### [PROBLEM DESCRIPTION]
Exactly reproduce the lines from the line containing "Where can you spot the hazy" to the end of the data below, inclusive, and nothing else.
┄┄┄┄┄┄┄┄┄┄
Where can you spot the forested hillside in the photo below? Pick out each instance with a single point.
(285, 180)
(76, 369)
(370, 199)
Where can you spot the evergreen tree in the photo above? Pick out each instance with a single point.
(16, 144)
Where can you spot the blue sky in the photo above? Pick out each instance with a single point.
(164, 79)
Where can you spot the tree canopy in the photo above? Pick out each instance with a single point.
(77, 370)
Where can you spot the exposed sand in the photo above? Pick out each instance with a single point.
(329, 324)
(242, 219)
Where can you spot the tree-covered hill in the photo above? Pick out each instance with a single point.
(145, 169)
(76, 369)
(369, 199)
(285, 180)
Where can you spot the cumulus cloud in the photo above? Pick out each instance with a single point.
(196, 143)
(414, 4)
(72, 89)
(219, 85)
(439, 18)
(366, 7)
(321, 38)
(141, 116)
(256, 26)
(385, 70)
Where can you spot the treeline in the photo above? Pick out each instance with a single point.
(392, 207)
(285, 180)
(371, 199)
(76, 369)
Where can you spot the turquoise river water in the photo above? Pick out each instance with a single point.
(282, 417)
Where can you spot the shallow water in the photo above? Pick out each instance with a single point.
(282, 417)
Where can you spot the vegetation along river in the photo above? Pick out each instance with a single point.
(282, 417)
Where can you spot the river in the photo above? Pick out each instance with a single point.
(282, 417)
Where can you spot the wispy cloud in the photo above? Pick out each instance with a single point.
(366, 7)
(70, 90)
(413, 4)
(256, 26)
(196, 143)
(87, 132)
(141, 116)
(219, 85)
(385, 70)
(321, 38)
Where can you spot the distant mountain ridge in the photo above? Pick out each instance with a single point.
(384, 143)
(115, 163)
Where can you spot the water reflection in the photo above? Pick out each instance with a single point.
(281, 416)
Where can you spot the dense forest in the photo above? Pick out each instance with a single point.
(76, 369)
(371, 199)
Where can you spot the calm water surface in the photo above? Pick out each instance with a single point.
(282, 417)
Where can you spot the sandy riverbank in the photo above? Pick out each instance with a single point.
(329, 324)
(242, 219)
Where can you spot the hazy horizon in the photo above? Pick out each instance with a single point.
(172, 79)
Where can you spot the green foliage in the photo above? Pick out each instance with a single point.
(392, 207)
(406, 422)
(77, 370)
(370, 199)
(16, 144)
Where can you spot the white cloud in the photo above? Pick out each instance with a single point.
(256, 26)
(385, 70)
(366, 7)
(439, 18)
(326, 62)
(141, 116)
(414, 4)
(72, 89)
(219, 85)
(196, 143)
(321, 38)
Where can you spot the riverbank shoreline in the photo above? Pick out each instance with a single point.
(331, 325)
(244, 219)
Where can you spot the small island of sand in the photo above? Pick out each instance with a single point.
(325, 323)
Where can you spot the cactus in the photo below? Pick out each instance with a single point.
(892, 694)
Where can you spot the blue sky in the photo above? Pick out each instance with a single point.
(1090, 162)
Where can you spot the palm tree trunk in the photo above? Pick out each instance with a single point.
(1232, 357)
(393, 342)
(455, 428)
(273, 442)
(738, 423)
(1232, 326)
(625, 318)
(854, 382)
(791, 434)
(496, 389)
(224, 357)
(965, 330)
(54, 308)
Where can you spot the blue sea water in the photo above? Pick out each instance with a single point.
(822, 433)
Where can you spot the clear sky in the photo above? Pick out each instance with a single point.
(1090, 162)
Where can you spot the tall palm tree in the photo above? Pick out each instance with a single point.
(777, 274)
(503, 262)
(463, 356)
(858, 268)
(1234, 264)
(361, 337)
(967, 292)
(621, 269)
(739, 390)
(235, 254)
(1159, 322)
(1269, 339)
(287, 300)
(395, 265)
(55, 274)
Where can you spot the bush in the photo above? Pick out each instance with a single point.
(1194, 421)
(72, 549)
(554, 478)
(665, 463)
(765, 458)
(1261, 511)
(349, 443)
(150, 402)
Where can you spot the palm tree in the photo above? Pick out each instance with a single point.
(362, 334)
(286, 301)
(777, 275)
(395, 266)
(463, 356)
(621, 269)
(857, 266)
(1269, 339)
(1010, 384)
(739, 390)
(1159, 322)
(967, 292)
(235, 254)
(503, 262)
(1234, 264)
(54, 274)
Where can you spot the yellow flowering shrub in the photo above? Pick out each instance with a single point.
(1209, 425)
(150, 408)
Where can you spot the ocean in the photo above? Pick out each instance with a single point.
┄┄┄┄┄┄┄┄┄┄
### [FULL OUTPUT]
Where can you spot the hazy horizon in the photo above? Pick out each instance with a single point.
(172, 79)
Where can you spot the green foliage in the photo above? Pick out each instance with a single point.
(392, 207)
(406, 422)
(77, 370)
(370, 199)
(16, 144)
Where can you spot the white cloud in the photo above? Pick out each instance with a single point.
(256, 26)
(385, 70)
(366, 7)
(439, 18)
(326, 62)
(141, 116)
(414, 4)
(72, 89)
(219, 85)
(196, 143)
(321, 38)
Where can you spot the riverbank shoreline in the photo above? Pick out each instance with a single point.
(331, 325)
(244, 219)
Where can you spot the small island of sand in the photo above? Pick out each instance with a single point.
(325, 323)
Where can you spot the cactus in the photo below? Pick out each instance with a single point.
(892, 694)
Where can you spot the blue sky in the photo above? Pick out each instance with a single point.
(1090, 162)
Where can you spot the palm tree trunk in the photo above? Pick out each instance with a single point.
(1232, 357)
(393, 342)
(455, 428)
(273, 442)
(738, 423)
(1232, 326)
(625, 318)
(854, 382)
(791, 434)
(496, 389)
(224, 357)
(965, 330)
(54, 308)
Where can you spot the blue sea water in the photo above? Pick out each instance with a single point.
(822, 433)
Where can you spot the clear sky in the photo above? Pick out each instance with a single point.
(1090, 162)
Where can you spot the tall palm tree in the photo above? Pick out each instance with a single point.
(777, 274)
(503, 262)
(463, 356)
(858, 268)
(1234, 264)
(361, 337)
(967, 292)
(621, 269)
(739, 390)
(235, 254)
(1159, 322)
(1269, 339)
(287, 300)
(395, 265)
(55, 274)
Where can you spot the bush in the photo above? Pick out each instance with a single point.
(1194, 421)
(72, 549)
(554, 478)
(665, 463)
(765, 458)
(1261, 511)
(349, 443)
(150, 402)
Where can you spot the palm tree in the photo above? Pick out each instance with a single point.
(362, 334)
(286, 301)
(777, 275)
(395, 266)
(463, 356)
(621, 269)
(857, 266)
(1269, 339)
(1010, 384)
(739, 390)
(1159, 322)
(967, 292)
(235, 254)
(503, 262)
(1234, 264)
(54, 274)
Where can you spot the yellow flowering shrub in the photo above? Pick out each instance with a single point.
(1209, 425)
(150, 408)
Where can you spot the ocean in the photo above? Pick out each instance with a single point.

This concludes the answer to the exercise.